AIM OF THE EXERCISE:
Give back all the records exactly, keeping every line whole.

== Segment start ==

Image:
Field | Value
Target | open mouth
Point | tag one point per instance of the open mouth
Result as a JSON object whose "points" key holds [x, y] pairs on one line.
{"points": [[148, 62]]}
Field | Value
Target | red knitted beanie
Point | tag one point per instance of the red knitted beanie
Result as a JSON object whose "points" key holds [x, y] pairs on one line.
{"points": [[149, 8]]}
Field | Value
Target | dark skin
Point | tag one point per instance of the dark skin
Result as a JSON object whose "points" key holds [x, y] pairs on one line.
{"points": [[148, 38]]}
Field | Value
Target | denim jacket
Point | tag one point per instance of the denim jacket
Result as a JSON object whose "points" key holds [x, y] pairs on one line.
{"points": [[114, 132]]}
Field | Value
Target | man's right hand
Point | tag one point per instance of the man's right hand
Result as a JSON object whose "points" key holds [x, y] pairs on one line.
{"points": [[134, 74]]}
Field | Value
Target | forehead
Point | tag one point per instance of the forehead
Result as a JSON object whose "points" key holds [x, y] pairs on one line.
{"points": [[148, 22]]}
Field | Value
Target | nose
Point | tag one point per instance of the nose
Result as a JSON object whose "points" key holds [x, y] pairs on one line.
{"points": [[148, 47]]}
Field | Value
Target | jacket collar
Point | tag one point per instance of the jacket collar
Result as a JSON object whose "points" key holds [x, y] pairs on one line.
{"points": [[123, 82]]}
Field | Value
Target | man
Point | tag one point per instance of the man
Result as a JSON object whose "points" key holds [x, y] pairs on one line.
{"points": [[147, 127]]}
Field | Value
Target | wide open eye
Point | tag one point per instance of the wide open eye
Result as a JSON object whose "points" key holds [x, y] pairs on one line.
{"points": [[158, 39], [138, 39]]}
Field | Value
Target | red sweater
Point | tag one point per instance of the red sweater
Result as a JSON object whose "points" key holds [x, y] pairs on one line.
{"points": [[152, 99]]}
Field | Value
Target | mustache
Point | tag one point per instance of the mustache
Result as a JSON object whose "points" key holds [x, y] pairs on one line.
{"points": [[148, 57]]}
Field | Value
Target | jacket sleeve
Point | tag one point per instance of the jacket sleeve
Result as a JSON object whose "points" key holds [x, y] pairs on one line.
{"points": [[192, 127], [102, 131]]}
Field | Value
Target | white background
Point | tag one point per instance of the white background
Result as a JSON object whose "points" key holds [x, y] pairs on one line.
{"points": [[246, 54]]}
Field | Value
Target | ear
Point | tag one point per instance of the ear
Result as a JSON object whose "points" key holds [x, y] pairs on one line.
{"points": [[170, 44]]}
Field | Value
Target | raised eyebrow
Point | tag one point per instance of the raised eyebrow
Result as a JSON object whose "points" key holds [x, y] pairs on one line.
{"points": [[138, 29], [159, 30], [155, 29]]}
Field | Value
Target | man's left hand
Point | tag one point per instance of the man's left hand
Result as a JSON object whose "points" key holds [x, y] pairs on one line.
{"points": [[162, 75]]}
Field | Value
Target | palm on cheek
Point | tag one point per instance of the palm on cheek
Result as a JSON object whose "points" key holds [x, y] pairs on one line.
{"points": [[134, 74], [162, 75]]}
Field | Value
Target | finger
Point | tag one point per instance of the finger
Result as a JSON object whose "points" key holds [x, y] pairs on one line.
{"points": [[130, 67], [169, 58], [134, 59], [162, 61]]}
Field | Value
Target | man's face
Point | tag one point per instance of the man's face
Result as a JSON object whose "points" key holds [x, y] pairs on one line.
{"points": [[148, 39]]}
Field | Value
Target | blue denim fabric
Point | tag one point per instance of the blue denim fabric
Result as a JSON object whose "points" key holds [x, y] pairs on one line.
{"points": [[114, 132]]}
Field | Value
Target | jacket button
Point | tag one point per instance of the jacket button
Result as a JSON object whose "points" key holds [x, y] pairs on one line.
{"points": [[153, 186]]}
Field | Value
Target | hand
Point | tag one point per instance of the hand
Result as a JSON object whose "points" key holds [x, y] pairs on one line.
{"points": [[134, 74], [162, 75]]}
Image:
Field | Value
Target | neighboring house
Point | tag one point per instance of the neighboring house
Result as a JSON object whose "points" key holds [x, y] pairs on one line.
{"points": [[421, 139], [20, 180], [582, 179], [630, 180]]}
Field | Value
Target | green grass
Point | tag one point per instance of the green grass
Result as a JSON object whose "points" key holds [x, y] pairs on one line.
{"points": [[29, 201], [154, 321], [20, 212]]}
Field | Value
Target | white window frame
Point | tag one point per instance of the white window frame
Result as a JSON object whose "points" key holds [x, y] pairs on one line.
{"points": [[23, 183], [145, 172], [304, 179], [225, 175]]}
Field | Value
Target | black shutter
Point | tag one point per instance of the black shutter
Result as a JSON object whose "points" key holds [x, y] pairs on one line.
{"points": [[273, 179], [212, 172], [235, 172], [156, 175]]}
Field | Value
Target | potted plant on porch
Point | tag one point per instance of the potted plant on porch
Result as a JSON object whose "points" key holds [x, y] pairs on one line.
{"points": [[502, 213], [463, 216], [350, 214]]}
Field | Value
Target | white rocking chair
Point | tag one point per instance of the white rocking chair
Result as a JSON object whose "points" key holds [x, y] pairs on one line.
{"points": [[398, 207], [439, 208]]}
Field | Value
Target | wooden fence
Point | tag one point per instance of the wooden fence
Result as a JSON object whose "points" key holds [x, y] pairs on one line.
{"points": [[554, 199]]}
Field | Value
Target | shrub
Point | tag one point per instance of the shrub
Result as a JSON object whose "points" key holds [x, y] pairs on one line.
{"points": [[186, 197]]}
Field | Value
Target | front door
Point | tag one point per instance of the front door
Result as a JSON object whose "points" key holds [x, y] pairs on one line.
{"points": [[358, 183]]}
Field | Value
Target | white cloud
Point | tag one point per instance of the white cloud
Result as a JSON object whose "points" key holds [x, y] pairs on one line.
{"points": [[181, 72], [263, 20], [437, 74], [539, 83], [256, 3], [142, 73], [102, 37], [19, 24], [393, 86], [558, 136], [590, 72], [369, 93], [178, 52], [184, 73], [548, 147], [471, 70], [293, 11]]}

== Segment end ==

SOLUTION TO THE EXERCISE:
Image:
Field | Value
Target | open mouth
Point | tag one point per instance of the open mouth
Result as a JSON object whose "points" key holds [x, y] pairs on one line.
{"points": [[148, 62]]}
Field | Value
Target | red knitted beanie
Point | tag one point per instance of the red knitted beanie
Result as a JSON object whose "points" key holds [x, y] pairs on one line.
{"points": [[149, 8]]}
Field | Value
Target | dark skin
Point | tag one point per instance of the dark skin
Result as a JSON object whose "points" key holds [x, y] pairs on one line.
{"points": [[148, 38]]}
Field | Value
Target | denim jacket
Point | tag one point per instance of the denim jacket
Result as a JSON object whose "points" key holds [x, y] pairs on one line.
{"points": [[114, 132]]}
Field | Value
Target | man's right hand
Point | tag one point per instance of the man's right hand
Result as a JSON object whose "points" key holds [x, y] pairs on one line.
{"points": [[134, 74]]}
Field | Value
Target | forehead
Point | tag one point per instance of the forehead
Result as a JSON object whose "points" key holds [x, y] pairs on one line.
{"points": [[148, 22]]}
Field | Value
Target | nose
Point | tag one point per instance of the nose
Result as a JSON object whose "points" key holds [x, y] pairs on one line.
{"points": [[148, 47]]}
Field | Value
Target | jacket collar
Point | tag one point per instance of the jacket collar
Result as a JSON object whose "points" key holds [x, y] pairs on one line.
{"points": [[123, 82]]}
Field | Value
Target | man
Point | tag one point per instance of the man
Result as a JSON object whose "points" key holds [x, y] pairs on one line.
{"points": [[147, 127]]}
Field | Value
Target | wide open eye
Point | tag one point per instance of the wide open eye
Result as a JSON object whose "points" key holds [x, y] pairs on one line.
{"points": [[158, 39], [138, 39]]}
Field | Value
Target | red sweater
Point | tag one point per instance of the red sweater
Result as a JSON object whose "points" key holds [x, y] pairs on one line.
{"points": [[152, 99]]}
Field | Value
Target | mustache
Point | tag one point per instance of the mustache
Result as a JSON object whose "points" key holds [x, y] pairs on one line.
{"points": [[148, 57]]}
Field | Value
Target | jacket sleeve
Point | tag one point per instance of the jacket sleeve
Result as a JSON object whose "points" key holds [x, y] pairs on one line.
{"points": [[192, 127], [102, 131]]}
Field | Value
Target | white background
Point | tag one point per instance of the white background
Result as a JSON object whose "points" key holds [x, y] pairs on one line.
{"points": [[246, 54]]}
Field | Value
Target | ear
Point | tag one point per instance of the ear
Result as a JSON object whose "points" key holds [x, y] pairs on one line.
{"points": [[170, 44]]}
Field | Value
Target | raised eyebrow
Point | tag one point per instance of the raised eyebrow
Result as a JSON object whose "points" key holds [x, y] pairs on one line.
{"points": [[138, 29], [159, 30], [155, 29]]}
Field | Value
Target | man's left hand
Point | tag one point per instance of the man's left hand
Result as a JSON object whose "points" key holds [x, y] pairs on one line.
{"points": [[162, 75]]}
Field | Value
Target | palm on cheek
Point | tag one point per instance of the palm on cheek
Result as a JSON object whose "points" key holds [x, y] pairs on one line.
{"points": [[134, 74], [162, 75]]}
Field | Value
Target | finger
Point | tag one point per instance of the finger
Result as a JSON object whose "points" key holds [x, y] pairs on one line.
{"points": [[130, 67], [169, 58], [134, 59], [162, 61]]}
Field | Value
Target | man's face
Point | tag one point per instance of the man's face
Result as a JSON object whose "points" key holds [x, y] pairs on one line.
{"points": [[148, 39]]}
Field | Value
Target | blue denim fabric
Point | tag one point per instance of the blue denim fabric
Result as a JSON object whose "points" key holds [x, y] pairs on one line.
{"points": [[114, 132]]}
Field | Value
Target | jacket button
Point | tag one point per instance of the jacket button
Result as a JSON object whose "points" key holds [x, y] pairs on one line.
{"points": [[153, 186]]}
Field | Value
Target | hand
Point | tag one point per instance of the hand
Result as a JSON object whose "points" key holds [x, y] pairs on one line.
{"points": [[134, 74], [162, 75]]}
Image:
Field | Value
Target | neighboring house
Point | tag one point per instance of the neighboring house
Result as a JSON object whose "points" key holds [x, y] pairs on one line.
{"points": [[421, 139], [20, 180], [582, 179], [630, 180]]}
Field | Value
Target | green grass
Point | tag one point per instance of the green grass
Result as a JSON object whose "points" key holds [x, y] pairs on one line.
{"points": [[29, 201], [154, 321], [20, 212]]}
Field | Value
Target | white window frame
Point | tag one point per instance of the white window frame
Result as a JSON object whose "points" key holds [x, y] pairs on one line.
{"points": [[23, 183], [145, 172], [304, 179], [225, 175]]}
Field | Value
Target | black shutter
Point | tag one point per instance of the black shutter
Result as a JSON object whose "points" key holds [x, y] pairs on one line.
{"points": [[273, 179], [212, 172], [235, 172], [156, 175]]}
Field | Value
Target | potted plant on porch
Point | tag one point per instance of the potted plant on porch
Result as a JSON object whose "points" key holds [x, y] pairs on one line.
{"points": [[502, 213], [463, 216], [350, 214]]}
Field | Value
Target | white rocking chair
Point | tag one point per instance of the white rocking chair
Result as a JSON object whose "points" key holds [x, y] pairs on one line.
{"points": [[398, 207], [439, 208]]}
Field | Value
Target | wooden fence
Point | tag one point per instance of the wooden fence
Result as a JSON object whose "points" key holds [x, y] pairs on one line.
{"points": [[554, 199]]}
Field | Value
Target | shrub
Point | tag one point per instance of the shrub
Result as a JSON object whose "points" key holds [x, y] pairs on one line.
{"points": [[186, 197]]}
Field | Value
Target | front door
Point | tag one point per instance of the front door
Result as a JSON object whose "points" key holds [x, y] pairs on one line.
{"points": [[358, 183]]}
Field | Value
Target | white cloud
Point | tag one point per instance of the white cloud
Result as a JSON object whose "points" key holds [x, y] pairs on one line.
{"points": [[181, 72], [263, 20], [437, 74], [539, 83], [256, 3], [142, 73], [102, 37], [19, 24], [393, 86], [558, 136], [590, 72], [369, 93], [178, 52], [184, 73], [548, 147], [471, 70], [293, 11]]}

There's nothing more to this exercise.